Written instruction
Answer these from the text on instruction scheduling:
(a) What does the text call the simplest way to solve the hazard problem?
(b) How is the distance between two instructions defined?
(c) How long does the CPU take to finish any instruction?

Selection

====

If the distance between two instructions is less than the Safe Distance, it will result in hazard, which may cause wrong result. So we need to design special circuit to eliminate hazard. However the most simple way to solve this problem is to add bubbles (useless
operation), which means wasting time to ensure that the distance between two instructions is not smaller than the Safe Distance.
The definition of the distance between two instructions is the difference between their beginning times.
Now we have many instructions, and we know the dependent relations and Safe Distances between instructions. We also have a very strong CPU with infinite number of cores, so you can run as many instructions as you want simultaneity, and the CPU is so fast that
it just cost 1ns to finish any instruction.
Your job is to rearrange the instructions so that the CPU can finish all the instructions using minimum time.

====

Data provided
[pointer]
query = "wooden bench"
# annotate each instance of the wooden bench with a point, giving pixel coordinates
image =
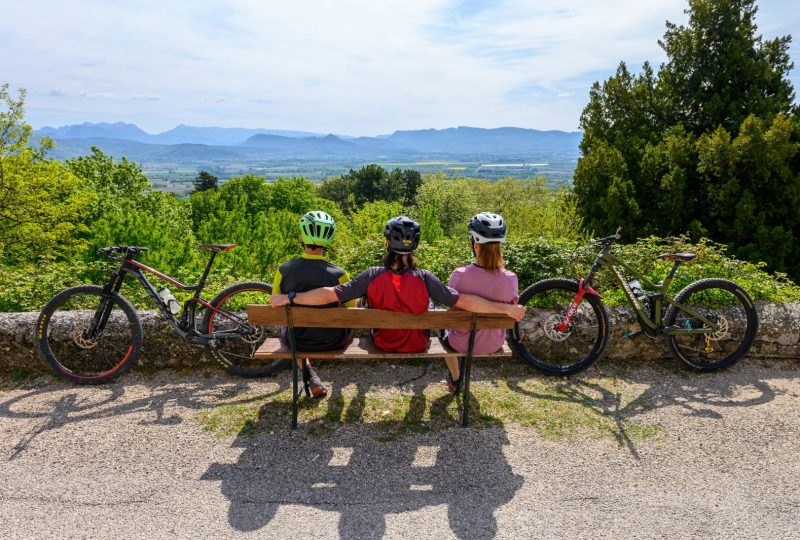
(295, 316)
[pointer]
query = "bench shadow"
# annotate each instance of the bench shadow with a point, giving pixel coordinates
(75, 404)
(350, 471)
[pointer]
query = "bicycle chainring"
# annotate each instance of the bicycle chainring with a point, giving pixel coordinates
(551, 330)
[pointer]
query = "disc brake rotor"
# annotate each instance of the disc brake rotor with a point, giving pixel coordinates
(81, 341)
(254, 337)
(722, 331)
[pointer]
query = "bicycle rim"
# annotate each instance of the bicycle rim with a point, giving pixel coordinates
(235, 352)
(538, 340)
(729, 308)
(73, 351)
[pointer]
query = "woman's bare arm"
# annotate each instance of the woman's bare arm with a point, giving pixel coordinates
(477, 304)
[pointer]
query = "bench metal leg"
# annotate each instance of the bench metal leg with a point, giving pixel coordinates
(466, 371)
(295, 381)
(306, 378)
(466, 375)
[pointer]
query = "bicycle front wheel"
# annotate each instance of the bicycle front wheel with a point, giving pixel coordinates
(723, 303)
(538, 340)
(236, 351)
(86, 338)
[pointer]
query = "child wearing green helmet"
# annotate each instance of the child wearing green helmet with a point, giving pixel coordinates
(307, 272)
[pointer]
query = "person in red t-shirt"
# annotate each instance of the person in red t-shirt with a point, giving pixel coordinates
(399, 286)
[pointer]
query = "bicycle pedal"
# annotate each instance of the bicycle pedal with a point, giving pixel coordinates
(631, 335)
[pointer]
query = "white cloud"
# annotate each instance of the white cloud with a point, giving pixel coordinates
(95, 95)
(350, 66)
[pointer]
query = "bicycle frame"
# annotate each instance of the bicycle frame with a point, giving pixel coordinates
(185, 325)
(654, 325)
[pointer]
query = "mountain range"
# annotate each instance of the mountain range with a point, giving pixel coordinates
(189, 143)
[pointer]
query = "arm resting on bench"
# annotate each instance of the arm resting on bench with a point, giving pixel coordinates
(314, 297)
(477, 304)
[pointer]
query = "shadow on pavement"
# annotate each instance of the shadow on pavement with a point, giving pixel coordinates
(53, 407)
(351, 472)
(696, 393)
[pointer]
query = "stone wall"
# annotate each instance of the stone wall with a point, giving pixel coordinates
(778, 338)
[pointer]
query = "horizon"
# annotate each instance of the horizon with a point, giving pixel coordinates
(352, 68)
(310, 134)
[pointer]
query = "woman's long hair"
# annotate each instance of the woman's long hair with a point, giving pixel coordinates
(391, 258)
(489, 256)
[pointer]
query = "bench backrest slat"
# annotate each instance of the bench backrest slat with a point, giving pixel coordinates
(264, 315)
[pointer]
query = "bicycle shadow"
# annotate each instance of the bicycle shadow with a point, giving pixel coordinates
(351, 472)
(75, 404)
(698, 394)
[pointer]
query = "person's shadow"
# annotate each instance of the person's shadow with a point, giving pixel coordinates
(349, 471)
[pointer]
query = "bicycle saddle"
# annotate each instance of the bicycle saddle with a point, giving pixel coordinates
(217, 247)
(678, 256)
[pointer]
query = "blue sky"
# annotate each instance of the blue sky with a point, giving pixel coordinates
(358, 67)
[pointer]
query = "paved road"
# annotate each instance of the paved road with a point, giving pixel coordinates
(130, 460)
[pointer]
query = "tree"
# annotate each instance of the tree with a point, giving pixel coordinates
(665, 153)
(119, 185)
(372, 183)
(41, 203)
(719, 71)
(205, 181)
(339, 189)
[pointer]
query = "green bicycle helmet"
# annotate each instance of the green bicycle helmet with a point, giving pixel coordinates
(317, 228)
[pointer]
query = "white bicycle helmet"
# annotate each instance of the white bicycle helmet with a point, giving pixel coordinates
(487, 227)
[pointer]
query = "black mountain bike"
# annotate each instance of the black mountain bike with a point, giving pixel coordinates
(91, 334)
(711, 324)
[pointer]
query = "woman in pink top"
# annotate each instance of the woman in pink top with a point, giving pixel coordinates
(486, 277)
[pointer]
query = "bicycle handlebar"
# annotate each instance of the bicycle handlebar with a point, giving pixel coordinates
(124, 250)
(609, 240)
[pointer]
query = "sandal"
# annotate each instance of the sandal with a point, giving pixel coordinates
(453, 386)
(314, 384)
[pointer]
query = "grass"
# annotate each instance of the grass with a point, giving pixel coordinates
(556, 409)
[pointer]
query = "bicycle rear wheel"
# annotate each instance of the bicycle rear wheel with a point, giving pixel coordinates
(66, 342)
(725, 304)
(537, 339)
(236, 352)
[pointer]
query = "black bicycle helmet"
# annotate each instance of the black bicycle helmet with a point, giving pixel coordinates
(487, 227)
(403, 234)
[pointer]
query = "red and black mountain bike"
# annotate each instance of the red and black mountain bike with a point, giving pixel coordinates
(91, 334)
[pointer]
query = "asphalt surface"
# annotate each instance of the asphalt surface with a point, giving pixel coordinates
(130, 460)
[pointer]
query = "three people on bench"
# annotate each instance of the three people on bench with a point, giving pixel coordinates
(401, 286)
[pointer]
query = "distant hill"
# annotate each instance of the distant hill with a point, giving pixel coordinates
(181, 134)
(478, 143)
(174, 154)
(500, 141)
(87, 130)
(220, 136)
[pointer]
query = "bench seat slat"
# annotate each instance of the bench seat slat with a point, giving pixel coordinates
(264, 315)
(272, 349)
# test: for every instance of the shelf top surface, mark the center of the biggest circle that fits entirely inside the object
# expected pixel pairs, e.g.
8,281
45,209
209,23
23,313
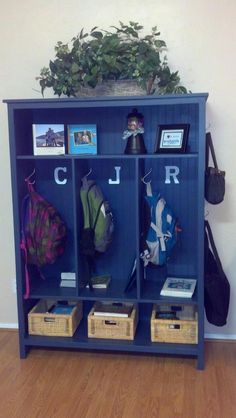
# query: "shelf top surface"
109,100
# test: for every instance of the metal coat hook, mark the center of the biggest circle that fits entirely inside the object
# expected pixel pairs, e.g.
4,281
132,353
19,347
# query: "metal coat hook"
27,179
146,175
90,171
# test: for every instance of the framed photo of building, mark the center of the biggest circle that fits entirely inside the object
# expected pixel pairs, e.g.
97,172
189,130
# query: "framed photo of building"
48,139
172,138
82,139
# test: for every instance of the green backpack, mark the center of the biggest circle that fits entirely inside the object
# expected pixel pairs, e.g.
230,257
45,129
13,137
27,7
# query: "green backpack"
98,223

====

Result for this task
(a) Adding bubbles (useless operations).
(b) It is the difference between their beginning times.
(c) 1ns.